#### ENTRIES SHOWN ####

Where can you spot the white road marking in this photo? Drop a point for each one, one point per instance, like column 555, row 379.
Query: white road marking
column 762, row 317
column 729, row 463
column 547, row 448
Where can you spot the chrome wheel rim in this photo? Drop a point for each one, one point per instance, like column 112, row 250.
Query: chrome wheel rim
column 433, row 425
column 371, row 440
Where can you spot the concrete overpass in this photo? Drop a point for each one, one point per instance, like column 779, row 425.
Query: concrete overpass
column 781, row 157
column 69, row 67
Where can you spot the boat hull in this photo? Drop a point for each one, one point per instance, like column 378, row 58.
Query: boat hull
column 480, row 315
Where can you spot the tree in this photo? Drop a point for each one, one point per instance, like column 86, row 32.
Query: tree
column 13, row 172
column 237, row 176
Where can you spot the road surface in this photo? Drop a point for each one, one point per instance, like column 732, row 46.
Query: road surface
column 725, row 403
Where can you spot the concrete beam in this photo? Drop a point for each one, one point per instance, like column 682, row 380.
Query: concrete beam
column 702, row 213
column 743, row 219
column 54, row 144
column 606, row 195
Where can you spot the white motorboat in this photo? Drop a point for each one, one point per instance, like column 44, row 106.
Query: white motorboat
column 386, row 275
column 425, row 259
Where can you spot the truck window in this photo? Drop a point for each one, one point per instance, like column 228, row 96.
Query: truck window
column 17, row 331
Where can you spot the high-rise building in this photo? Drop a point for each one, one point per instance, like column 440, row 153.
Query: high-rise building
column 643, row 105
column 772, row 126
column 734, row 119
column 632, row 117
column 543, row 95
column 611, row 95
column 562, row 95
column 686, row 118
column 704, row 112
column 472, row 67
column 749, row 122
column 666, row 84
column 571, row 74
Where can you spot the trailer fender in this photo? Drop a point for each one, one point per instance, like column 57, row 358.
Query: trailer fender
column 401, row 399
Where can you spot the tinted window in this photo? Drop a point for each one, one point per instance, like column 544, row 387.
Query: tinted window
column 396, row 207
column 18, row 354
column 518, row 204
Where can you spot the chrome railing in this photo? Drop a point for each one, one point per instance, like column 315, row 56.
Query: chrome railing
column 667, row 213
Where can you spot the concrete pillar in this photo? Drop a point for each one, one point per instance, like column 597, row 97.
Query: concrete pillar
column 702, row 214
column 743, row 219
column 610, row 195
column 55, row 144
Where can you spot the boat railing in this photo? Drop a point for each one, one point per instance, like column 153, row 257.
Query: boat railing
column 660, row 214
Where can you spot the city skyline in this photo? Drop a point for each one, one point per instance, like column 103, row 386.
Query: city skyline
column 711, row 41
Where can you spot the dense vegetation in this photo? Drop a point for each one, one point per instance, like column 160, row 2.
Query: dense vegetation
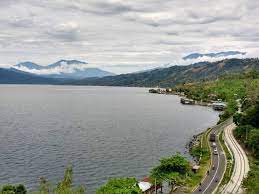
column 228, row 88
column 247, row 132
column 119, row 186
column 172, row 170
column 234, row 88
column 63, row 187
column 171, row 76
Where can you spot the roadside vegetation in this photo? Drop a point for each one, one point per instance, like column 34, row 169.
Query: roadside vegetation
column 230, row 88
column 176, row 170
column 227, row 88
column 247, row 133
column 230, row 162
column 63, row 187
column 201, row 151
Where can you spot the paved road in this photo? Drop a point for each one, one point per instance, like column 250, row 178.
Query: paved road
column 211, row 181
column 241, row 167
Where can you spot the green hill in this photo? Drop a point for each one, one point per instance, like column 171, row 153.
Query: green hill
column 171, row 76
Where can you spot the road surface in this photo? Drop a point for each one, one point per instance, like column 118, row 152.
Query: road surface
column 241, row 166
column 210, row 184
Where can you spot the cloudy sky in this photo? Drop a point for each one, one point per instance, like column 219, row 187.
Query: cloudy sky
column 120, row 35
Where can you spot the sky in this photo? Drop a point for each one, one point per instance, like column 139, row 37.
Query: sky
column 125, row 36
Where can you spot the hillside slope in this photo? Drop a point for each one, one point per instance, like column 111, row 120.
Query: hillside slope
column 176, row 74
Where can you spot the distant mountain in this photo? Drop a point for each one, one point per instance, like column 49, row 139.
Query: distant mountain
column 67, row 69
column 213, row 55
column 14, row 76
column 29, row 65
column 171, row 76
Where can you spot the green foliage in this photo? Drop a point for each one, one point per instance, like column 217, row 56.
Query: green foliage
column 172, row 170
column 120, row 186
column 13, row 189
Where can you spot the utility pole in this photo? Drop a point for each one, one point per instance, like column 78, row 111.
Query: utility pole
column 155, row 186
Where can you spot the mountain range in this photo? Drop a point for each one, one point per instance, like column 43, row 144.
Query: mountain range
column 163, row 77
column 173, row 75
column 68, row 69
column 213, row 55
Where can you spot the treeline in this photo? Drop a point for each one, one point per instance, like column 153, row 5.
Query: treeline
column 174, row 170
column 247, row 132
column 63, row 187
column 227, row 88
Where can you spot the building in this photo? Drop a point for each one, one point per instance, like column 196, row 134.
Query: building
column 147, row 187
column 219, row 106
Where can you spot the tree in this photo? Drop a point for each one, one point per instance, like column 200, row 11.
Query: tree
column 120, row 186
column 63, row 187
column 172, row 170
column 14, row 189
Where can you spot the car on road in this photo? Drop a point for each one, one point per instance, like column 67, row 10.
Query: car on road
column 212, row 137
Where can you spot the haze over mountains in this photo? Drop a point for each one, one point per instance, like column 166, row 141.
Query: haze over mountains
column 213, row 55
column 68, row 69
column 166, row 77
column 163, row 77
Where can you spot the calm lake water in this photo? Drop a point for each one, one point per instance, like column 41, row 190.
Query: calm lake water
column 102, row 131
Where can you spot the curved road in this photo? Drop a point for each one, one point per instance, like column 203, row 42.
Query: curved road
column 241, row 167
column 211, row 182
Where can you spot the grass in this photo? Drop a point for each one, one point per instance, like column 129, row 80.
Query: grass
column 205, row 161
column 230, row 162
column 251, row 182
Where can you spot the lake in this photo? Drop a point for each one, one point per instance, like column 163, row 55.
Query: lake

####

WHAT IS NEEDED »
Without the pictures, return the records above exactly as written.

YOUR SOLUTION »
Where can you spot the white road marking in this photo? Drop a point for each one, one point per instance, like column 555, row 379.
Query: white road marking
column 762, row 317
column 729, row 463
column 547, row 448
Where can you spot the chrome wheel rim in this photo? Drop a point for each one, one point per instance, like column 112, row 250.
Query: chrome wheel rim
column 433, row 425
column 371, row 440
Where can you spot the concrete overpass in this photo? Drop a point for each one, one point per instance, like column 779, row 425.
Query: concrete overpass
column 781, row 157
column 69, row 67
Where can you spot the boat hull in this photo? Drop a point for each one, one point per instance, like column 378, row 58.
Query: boat hull
column 480, row 315
Where can you spot the tree in this photo? Drop a point for each one, one point per instance, like column 86, row 32.
Query: tree
column 13, row 172
column 237, row 176
Where can you spot the road surface in this photo? Drop a point for each one, one point per instance, like column 732, row 46.
Query: road surface
column 725, row 403
Where can you spot the concrete beam in this photo? Drop a point for each one, one point per instance, like column 682, row 380.
Query: concrete beam
column 702, row 213
column 743, row 219
column 54, row 144
column 606, row 195
Where can you spot the white motorboat in this photo? Drop a point for each one, one point per instance, like column 44, row 106.
Query: white motorboat
column 386, row 275
column 425, row 259
Where can you spot the truck window in this photo? Drop a point for each one, one point per instance, like column 228, row 96.
Query: truck window
column 17, row 331
Where can you spot the high-rise building in this photo? Drop a point for each one, one point per instance, like column 440, row 153.
Query: high-rise building
column 643, row 105
column 772, row 126
column 734, row 119
column 632, row 117
column 543, row 95
column 611, row 95
column 562, row 95
column 686, row 118
column 704, row 112
column 472, row 67
column 749, row 122
column 666, row 84
column 571, row 74
Where can you spot the trailer fender in this photo? Drop a point for each one, one point per instance, like column 57, row 358.
Query: trailer fender
column 401, row 399
Where can you spot the tinted window in this photo? Drop a point for each one, one point per instance, like column 544, row 387.
Query: tinted window
column 396, row 207
column 18, row 354
column 518, row 204
Where can you spot the chrome railing in this photo? Drop a point for each one, one point per instance, like column 315, row 56.
Query: chrome railing
column 667, row 213
Where can you spot the concrete pillar in this photo? Drop a point for each one, one point per instance, like column 597, row 97.
Query: concrete pillar
column 702, row 214
column 743, row 219
column 610, row 195
column 55, row 144
Where can you spot the boat railing in this photo? Drop a point for each one, one point per instance, like column 153, row 257.
Query: boat railing
column 660, row 214
Where can you spot the city skyline in this photo? Drop a point for each one, one point per instance, like column 103, row 386.
Query: city skyline
column 711, row 41
Where can you spot the dense vegetation in this photo? Drop a point for each one, one point per instance, like column 160, row 2.
Query: dense vegetation
column 228, row 88
column 247, row 132
column 119, row 186
column 172, row 170
column 234, row 88
column 63, row 187
column 171, row 76
Where can you spot the roadside vegetation in this photo? Drop a point for each one, one point per instance, like column 34, row 169.
Query: roadside vegetation
column 230, row 88
column 176, row 170
column 227, row 88
column 247, row 133
column 230, row 162
column 63, row 187
column 201, row 151
Where can you spot the paved road in this photo? Drop a point for each one, one point per instance, like column 250, row 178.
Query: paved road
column 211, row 181
column 241, row 167
Where can you spot the green hill in this photo? Drop a point for each one, one point per instance, like column 171, row 153.
Query: green hill
column 171, row 76
Where can you spot the road surface in this photo? Drop a point for each one, one point per instance, like column 118, row 152.
Query: road surface
column 241, row 166
column 210, row 184
Where can you spot the cloudy sky in this photo? Drop a point for each one, one point per instance, like column 219, row 187.
Query: cloudy sky
column 120, row 35
Where can you spot the sky in this photo? Drop a point for each one, one point per instance, like column 139, row 37.
Query: sky
column 125, row 36
Where can you spot the hillside slope in this photo? Drop a point for each one, one point per instance, like column 111, row 120.
Query: hillside slope
column 176, row 74
Where can you spot the distant mountain in this photo? Drop a point for each one, one point per instance, like column 49, row 139.
Query: distant mountain
column 67, row 69
column 213, row 55
column 14, row 76
column 29, row 65
column 171, row 76
Where can you spot the green foliage in this photo? Drop a point for each one, one point per instance, like column 217, row 56.
Query: green foliage
column 172, row 170
column 120, row 186
column 13, row 189
Where can you spot the utility pole in this photo? Drop a point for each one, one point per instance, like column 78, row 111.
Query: utility pole
column 155, row 186
Where can you spot the mountain range in this photo? Drop a point for each one, one point per instance, like column 43, row 144.
Query: mountain range
column 163, row 77
column 173, row 75
column 68, row 69
column 213, row 55
Where can you spot the treeline in this photo? Drop a point for each one, one point per instance, like column 153, row 5.
Query: treeline
column 174, row 170
column 247, row 132
column 63, row 187
column 227, row 88
Where can you spot the building in this photo? Drop a point for each one, one point per instance, like column 196, row 134.
Query: building
column 147, row 187
column 219, row 106
Where can you spot the tree in this photo? Drop a point for each one, one point per instance, like column 200, row 11.
Query: tree
column 120, row 186
column 63, row 187
column 172, row 170
column 14, row 189
Where can you spot the car on road in this photo? Drop a point for each one, one point per instance, like column 67, row 10.
Query: car on road
column 212, row 137
Where can you spot the haze over mountains in this photo? Drop a point for each one, one point per instance, like column 166, row 141.
Query: haze over mountains
column 213, row 55
column 68, row 69
column 166, row 77
column 163, row 77
Where can you spot the calm lake water in this photo? Drop a point for each one, one point per instance, like column 41, row 190.
Query: calm lake water
column 102, row 131
Where can you spot the curved road in this photo? Drop a point for each one, one point per instance, like column 203, row 42.
Query: curved road
column 241, row 167
column 211, row 182
Where can you spot the grass in this photo? Drop a point for each one, one point per instance, like column 129, row 80.
Query: grass
column 205, row 161
column 230, row 162
column 251, row 182
Where can you spot the lake in this photo? Drop a point for each one, one point per instance, like column 163, row 55.
Query: lake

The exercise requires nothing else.